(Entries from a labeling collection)
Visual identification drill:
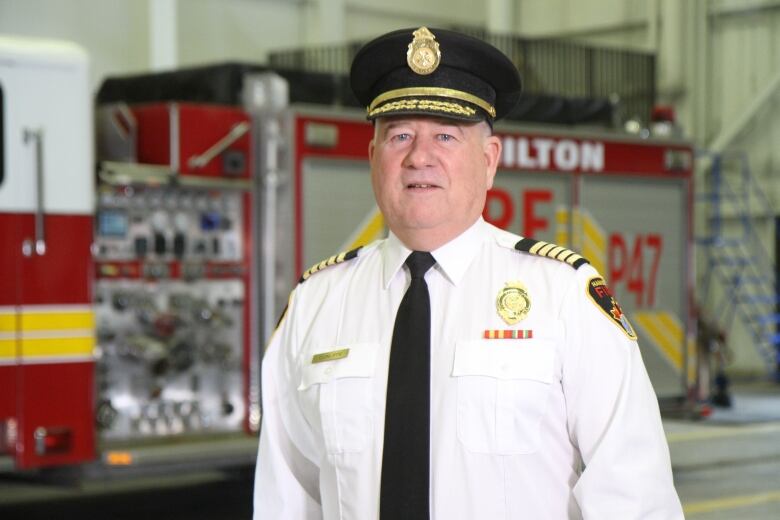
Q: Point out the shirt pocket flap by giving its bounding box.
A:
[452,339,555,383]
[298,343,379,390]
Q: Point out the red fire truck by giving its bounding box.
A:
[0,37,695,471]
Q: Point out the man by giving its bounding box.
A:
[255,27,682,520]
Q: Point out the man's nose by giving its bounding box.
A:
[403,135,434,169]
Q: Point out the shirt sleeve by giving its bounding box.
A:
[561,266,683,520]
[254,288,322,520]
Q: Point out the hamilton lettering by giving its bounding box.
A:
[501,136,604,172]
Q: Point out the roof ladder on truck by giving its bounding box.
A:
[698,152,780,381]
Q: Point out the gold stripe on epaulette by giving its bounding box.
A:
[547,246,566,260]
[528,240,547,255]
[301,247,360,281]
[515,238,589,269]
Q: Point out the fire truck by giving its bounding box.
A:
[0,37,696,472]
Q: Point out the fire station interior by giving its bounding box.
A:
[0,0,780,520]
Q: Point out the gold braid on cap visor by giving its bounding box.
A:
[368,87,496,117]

What is asked: Rewrite all the entries above, renaming every "fire truck" to "fire engine" and keeping everything else the same. Leave the pictures out of your answer.

Task solution:
Visual identification drill:
Q: Point out the shirt pocket flap by giving its bounding box.
A:
[452,339,555,383]
[298,343,379,390]
Q: Point out the red fire engine by giving its bounding box.
A:
[0,37,695,471]
Q: Point out the man by giving its bounding box.
A:
[255,27,682,520]
Q: Point out the man's nose by giving its bounding box.
A:
[403,135,434,169]
Q: Point out the shirt sleeve by giving its bounding box.
A:
[561,266,683,520]
[254,288,322,520]
Q: Point out the hamilton lettering by giving its bounding box.
A:
[501,136,604,172]
Q: Point out the roof ladder on truck by giving its bounding box.
A:
[698,152,780,381]
Q: Point out the gold stripe on epaulette by giving its bounding box.
A:
[547,246,566,260]
[528,240,547,255]
[301,247,360,281]
[515,238,589,269]
Q: Point out the fire engine by giving its bounding box.
A:
[0,37,696,472]
Q: Point out the fire station interior by giving its bounding box.
A:
[0,0,780,520]
Q: Point out the gold braid on cap visor by giving its bounding box.
A:
[368,87,496,117]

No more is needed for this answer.